Recorded data
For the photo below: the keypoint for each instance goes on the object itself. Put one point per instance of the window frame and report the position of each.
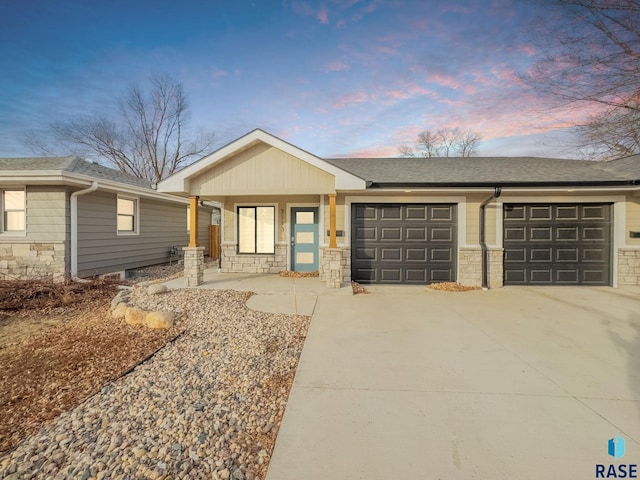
(255, 207)
(3, 220)
(136, 215)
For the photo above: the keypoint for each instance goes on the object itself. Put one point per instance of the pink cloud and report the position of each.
(336, 66)
(455, 9)
(351, 99)
(323, 15)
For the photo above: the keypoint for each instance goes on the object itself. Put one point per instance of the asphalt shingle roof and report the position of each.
(488, 170)
(71, 165)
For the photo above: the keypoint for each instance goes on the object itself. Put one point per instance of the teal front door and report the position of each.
(304, 239)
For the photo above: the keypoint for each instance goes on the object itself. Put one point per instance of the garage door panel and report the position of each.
(412, 243)
(390, 234)
(390, 275)
(415, 275)
(567, 212)
(416, 213)
(541, 255)
(540, 234)
(515, 255)
(515, 233)
(365, 253)
(416, 234)
(567, 276)
(415, 254)
(557, 244)
(440, 234)
(391, 213)
(566, 255)
(540, 213)
(594, 233)
(569, 234)
(441, 214)
(390, 254)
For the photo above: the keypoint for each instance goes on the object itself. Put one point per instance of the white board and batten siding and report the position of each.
(161, 225)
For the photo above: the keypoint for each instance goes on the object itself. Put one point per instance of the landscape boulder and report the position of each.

EXERCISE GOAL | Reproduce verbatim every line of the listing, beginning with the line that contains "cloud and report the position of each." and continuing through the final line of the listing, both ends included.

FINAL ANSWER |
For the photo above: the keypoint for each instance goes on the object itself. Put one point per instance of the pink cloud and report the position of each.
(336, 66)
(455, 9)
(351, 99)
(323, 15)
For the photo above: the keypoint for each instance goes on the object itself. Put one point per instance of the asphalt shingle roof and report the position of each.
(488, 170)
(71, 165)
For the photo above: the keypoint for each instance goes on the object itself. Put one point per instance of the teal front door and report the position of each.
(304, 239)
For the photo above: the keypoint for each instance goes on the object itself. Put one point per instance of the garage door panel and report the position of each.
(412, 243)
(390, 234)
(390, 275)
(415, 275)
(567, 212)
(416, 213)
(541, 255)
(540, 234)
(515, 255)
(515, 233)
(365, 253)
(416, 234)
(567, 276)
(415, 254)
(557, 244)
(440, 234)
(391, 213)
(566, 255)
(540, 213)
(594, 233)
(569, 234)
(441, 214)
(390, 254)
For the photo above: the keypoint for each instance goes on the object itself. Put one point per instance of the white board and batten siding and report the position of each.
(161, 225)
For the photo above: the keypoint for each instance goes on the object itself. Put one point per instance of the landscape boulder and report the position of each.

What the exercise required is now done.